◆ Provided records ◆
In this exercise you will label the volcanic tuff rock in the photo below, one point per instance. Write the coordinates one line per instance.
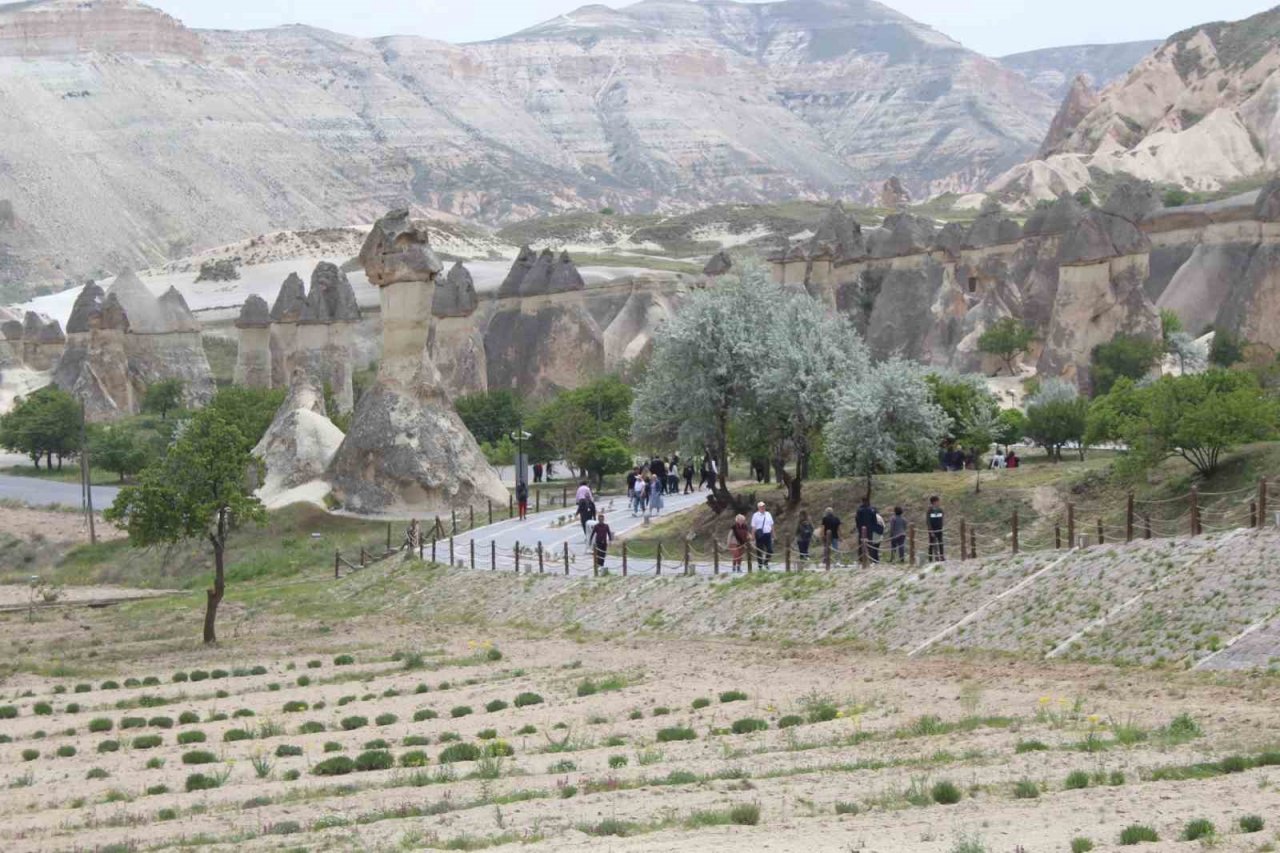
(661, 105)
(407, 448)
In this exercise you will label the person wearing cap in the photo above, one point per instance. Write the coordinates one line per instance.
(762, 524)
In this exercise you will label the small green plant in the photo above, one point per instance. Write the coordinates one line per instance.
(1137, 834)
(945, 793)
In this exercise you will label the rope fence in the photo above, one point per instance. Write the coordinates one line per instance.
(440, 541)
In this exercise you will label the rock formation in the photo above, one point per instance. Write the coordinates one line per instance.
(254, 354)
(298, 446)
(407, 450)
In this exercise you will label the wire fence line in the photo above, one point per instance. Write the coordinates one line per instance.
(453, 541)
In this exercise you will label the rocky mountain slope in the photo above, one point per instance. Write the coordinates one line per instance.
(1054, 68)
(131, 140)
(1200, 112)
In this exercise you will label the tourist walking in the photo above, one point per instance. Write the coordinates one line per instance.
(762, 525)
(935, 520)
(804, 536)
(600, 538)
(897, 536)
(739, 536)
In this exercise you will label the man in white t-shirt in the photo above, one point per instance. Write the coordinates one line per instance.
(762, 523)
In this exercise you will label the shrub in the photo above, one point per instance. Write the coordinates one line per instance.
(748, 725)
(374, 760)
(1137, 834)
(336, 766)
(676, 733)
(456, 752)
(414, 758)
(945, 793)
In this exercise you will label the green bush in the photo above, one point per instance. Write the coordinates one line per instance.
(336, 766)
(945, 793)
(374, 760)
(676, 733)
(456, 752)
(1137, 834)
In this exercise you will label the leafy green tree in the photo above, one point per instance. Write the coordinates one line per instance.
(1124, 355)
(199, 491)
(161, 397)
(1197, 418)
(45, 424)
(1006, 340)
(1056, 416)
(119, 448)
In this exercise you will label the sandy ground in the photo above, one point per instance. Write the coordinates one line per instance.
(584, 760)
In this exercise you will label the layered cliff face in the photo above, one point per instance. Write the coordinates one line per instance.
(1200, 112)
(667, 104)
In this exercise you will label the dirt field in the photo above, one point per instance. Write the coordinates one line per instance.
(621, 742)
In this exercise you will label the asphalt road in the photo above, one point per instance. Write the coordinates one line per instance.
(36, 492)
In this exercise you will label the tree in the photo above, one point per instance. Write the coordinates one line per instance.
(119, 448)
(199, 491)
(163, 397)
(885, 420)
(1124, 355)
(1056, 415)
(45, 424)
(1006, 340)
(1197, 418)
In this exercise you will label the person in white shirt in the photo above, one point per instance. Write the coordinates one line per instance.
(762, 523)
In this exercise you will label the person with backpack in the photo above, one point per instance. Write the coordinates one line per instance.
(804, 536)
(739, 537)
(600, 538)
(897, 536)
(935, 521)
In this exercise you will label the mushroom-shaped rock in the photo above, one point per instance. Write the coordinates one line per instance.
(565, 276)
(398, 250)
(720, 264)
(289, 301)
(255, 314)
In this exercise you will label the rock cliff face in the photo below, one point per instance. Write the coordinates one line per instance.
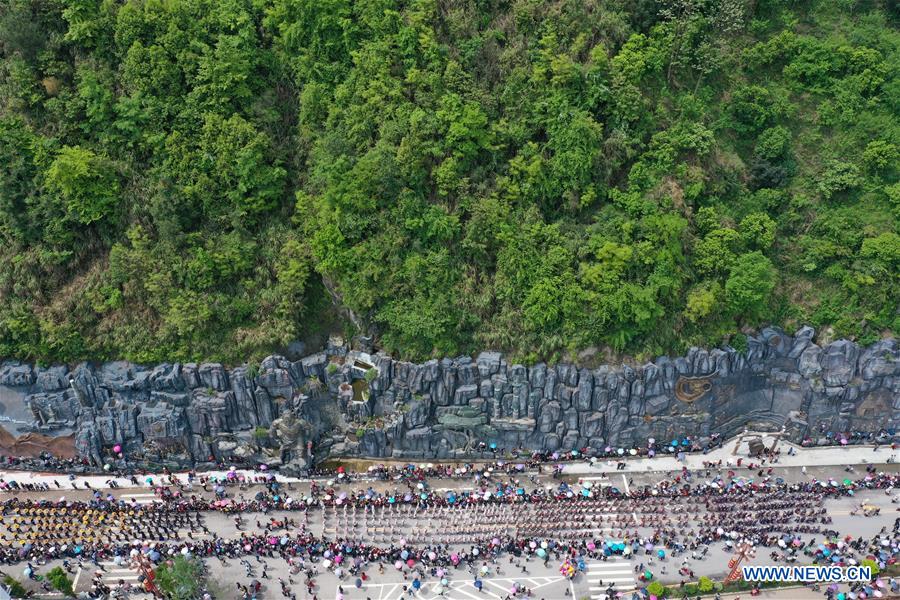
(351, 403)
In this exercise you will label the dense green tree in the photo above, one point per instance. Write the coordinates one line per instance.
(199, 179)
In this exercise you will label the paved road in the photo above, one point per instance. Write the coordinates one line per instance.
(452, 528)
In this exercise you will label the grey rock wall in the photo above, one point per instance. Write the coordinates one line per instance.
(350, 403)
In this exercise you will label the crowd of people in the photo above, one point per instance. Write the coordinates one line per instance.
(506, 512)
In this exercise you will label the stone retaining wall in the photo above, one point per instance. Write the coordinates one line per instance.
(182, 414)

◆ Your objective ◆
Give every line of the records above again, exactly, and omit the pictures.

◆ Written answer ◆
In this exercise you will label the volcanic tuff rock in the photo below, one point per instance. Write the coordinates one line per instance.
(661, 105)
(407, 448)
In this exercise you will label the person wearing cap in the photo above, one point per instance. Write the coordinates one line per instance.
(762, 524)
In this exercise you will label the small green plant in the photo above, one point per instance. Write the coordinates one line per instance.
(1137, 834)
(945, 793)
In this exercise you will label the rope fence in the photo above, one point per instance. Write the coordinates one line per instance.
(440, 541)
In this exercise you will label the rock formation in the photo above, one point per instance. Write the coordinates one line per instance.
(254, 354)
(298, 446)
(407, 450)
In this exercise you will label the wire fence line in the photo above, one point per instance. Write the coordinates one line per instance.
(453, 541)
In this exercise you will label the rocky mountain slope in the photo above, one point per instance. Write the coordinates one line per instance.
(1054, 68)
(131, 140)
(1200, 112)
In this exercise you will label the tourist walking in the photo above, one point per instance. Write the coordinates one line per instance.
(762, 525)
(935, 520)
(804, 536)
(600, 538)
(897, 536)
(739, 536)
In this exercise you will label the man in white t-shirt in the photo above, one point per instance. Write the coordinates one line per instance.
(762, 523)
In this exercise you will label the shrub in the photo above, one point per instance. Write the coordinates one line per instance.
(748, 725)
(374, 760)
(1137, 834)
(336, 766)
(676, 733)
(456, 752)
(414, 758)
(945, 793)
In this exercise you will label the green bush in the photo above, one point per instance. Write the coordinates one line per instance.
(336, 766)
(945, 793)
(374, 760)
(676, 733)
(456, 752)
(1137, 834)
In this exercise you will label the leafy green tree in the photo above, one point per instance. Write the coordinates one line per instance.
(1124, 355)
(199, 491)
(161, 397)
(1197, 418)
(45, 424)
(1006, 340)
(1056, 416)
(119, 448)
In this exercise you will label the sandy ground in the photo above, one point per instance. Write the coordinates one line per instance.
(584, 760)
In this exercise you will label the layered cliff face in the photo above, one point per instance. Write the coordinates one line per instance.
(1200, 112)
(667, 104)
In this exercise you will label the dirt field in the photo above, one point per instance. Write the coordinates one line per instance.
(621, 742)
In this exercise you will label the asphalt road in the photo above, one point per instance. Write the coordinates one line per instance.
(36, 492)
In this exercise you will label the tree in the photo above, one point per instance. Write the coordinates one line per instance.
(119, 448)
(199, 491)
(163, 397)
(885, 420)
(1124, 355)
(1056, 415)
(45, 424)
(1006, 340)
(1197, 418)
In this exercise you will label the person in white shirt in the photo above, one point per instance. Write the coordinates one line per instance.
(762, 523)
In this exercise you will label the person with backpack in the photo above, one point per instance. Write the coordinates one line per instance.
(804, 536)
(739, 537)
(600, 538)
(897, 536)
(935, 521)
In this exercise you will label the mushroom-shaped rock in the photo above, one point per instance. Write the coordinates one line per instance.
(565, 276)
(398, 250)
(720, 264)
(289, 301)
(255, 314)
In this exercise you will label the rock cliff face in the photo below, one point per instance. Write the coordinates one line per instance.
(351, 403)
In this exercise you will label the dense green tree in the photo above, one point per instance. Write the coordinates one line per instance.
(199, 179)
In this exercise you will label the paved road in the photo above, one point per instance. Write the coordinates one line per instance.
(452, 528)
In this exercise you will label the grey rock wall in the photo above, one point per instance. Write the coordinates one line per instance.
(350, 403)
In this exercise you will label the crowd of people in the photo above, one point per instance. Write the coordinates one line per instance.
(506, 512)
In this exercise you will label the stone retaining wall in the photo above, one point per instance. Write the coordinates one line per instance.
(182, 414)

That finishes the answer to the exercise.